═══ DATASET RECORDS ═══

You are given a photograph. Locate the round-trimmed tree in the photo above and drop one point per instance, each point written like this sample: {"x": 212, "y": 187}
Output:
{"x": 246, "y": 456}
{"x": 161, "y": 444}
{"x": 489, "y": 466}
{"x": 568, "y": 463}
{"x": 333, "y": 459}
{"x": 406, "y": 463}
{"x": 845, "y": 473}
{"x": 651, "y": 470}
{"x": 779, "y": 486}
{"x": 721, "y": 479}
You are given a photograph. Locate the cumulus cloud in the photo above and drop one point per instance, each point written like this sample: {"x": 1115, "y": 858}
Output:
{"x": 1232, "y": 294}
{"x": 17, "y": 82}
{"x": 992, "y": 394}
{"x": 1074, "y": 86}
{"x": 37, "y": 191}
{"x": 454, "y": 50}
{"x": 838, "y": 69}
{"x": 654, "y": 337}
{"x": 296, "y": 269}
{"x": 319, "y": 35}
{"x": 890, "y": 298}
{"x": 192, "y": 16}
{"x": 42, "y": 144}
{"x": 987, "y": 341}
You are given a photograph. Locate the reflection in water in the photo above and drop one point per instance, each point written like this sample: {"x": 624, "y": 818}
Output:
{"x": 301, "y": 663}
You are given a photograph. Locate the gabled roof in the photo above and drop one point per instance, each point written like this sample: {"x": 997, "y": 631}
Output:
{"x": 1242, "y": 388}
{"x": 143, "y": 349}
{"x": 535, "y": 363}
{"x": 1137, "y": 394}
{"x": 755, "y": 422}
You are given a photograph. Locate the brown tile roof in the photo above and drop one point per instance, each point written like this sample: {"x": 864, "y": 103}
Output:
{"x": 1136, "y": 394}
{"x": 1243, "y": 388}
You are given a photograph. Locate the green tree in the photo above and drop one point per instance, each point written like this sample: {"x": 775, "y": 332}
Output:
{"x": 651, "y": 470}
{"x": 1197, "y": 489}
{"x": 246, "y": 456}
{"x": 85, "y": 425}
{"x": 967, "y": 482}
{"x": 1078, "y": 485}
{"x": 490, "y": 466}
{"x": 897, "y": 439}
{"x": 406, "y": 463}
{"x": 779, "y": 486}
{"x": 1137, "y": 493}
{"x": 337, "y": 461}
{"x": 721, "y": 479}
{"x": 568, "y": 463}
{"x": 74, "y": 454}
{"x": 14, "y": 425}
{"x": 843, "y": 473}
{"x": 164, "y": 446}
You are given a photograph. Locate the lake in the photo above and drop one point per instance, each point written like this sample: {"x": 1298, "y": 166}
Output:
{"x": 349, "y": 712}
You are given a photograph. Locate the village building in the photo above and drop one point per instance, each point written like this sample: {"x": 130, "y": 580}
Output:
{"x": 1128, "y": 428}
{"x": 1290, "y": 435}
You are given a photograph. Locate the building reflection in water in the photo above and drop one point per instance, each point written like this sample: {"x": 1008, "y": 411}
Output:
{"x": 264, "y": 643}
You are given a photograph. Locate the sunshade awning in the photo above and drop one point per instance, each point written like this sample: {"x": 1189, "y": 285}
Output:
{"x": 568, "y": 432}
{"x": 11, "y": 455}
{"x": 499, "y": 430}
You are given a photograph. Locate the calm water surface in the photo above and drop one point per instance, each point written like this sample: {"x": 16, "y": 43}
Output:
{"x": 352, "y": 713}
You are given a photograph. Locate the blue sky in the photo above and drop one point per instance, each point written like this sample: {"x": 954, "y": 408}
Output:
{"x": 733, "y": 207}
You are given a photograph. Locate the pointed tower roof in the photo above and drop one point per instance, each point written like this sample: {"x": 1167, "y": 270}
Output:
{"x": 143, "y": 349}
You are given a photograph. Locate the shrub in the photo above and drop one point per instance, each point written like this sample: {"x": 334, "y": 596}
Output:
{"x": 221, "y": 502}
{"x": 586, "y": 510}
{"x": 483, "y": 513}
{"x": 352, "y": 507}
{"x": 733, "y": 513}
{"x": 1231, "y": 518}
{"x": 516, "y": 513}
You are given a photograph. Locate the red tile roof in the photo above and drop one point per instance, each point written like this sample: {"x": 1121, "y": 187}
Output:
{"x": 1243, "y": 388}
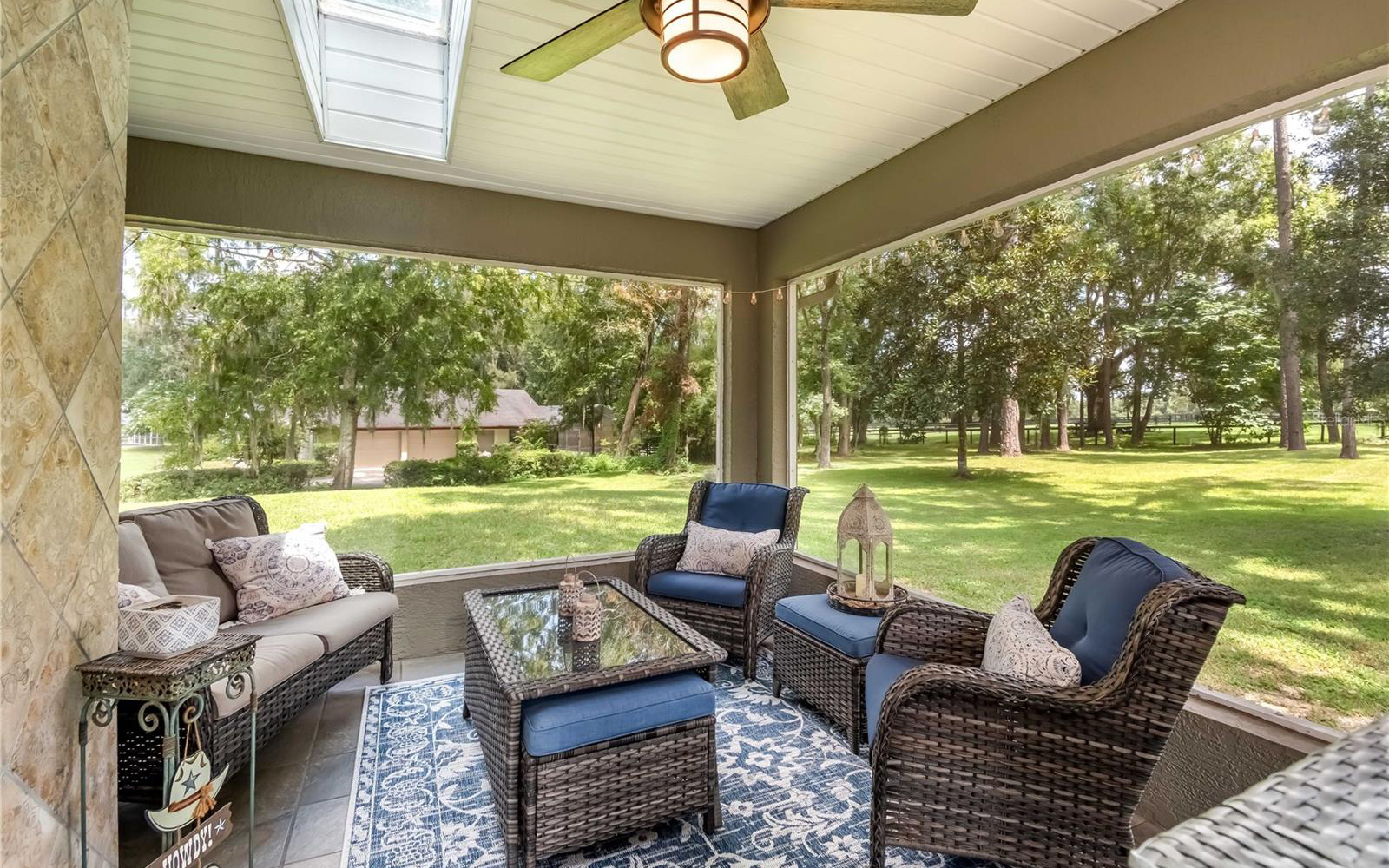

═══

Copy everything from the line containing "You are given a photograph. Locate the red" down to the end of the rows, requests included. Increase each x and y coordinate in the answer points by 31, leave the requests and their sample points unchanged, and omit the pictures.

You are given a photograph. Locate the red tile roof in the photo above and drop one point per instance, each point written like this sample: {"x": 1121, "y": 187}
Output:
{"x": 1274, "y": 419}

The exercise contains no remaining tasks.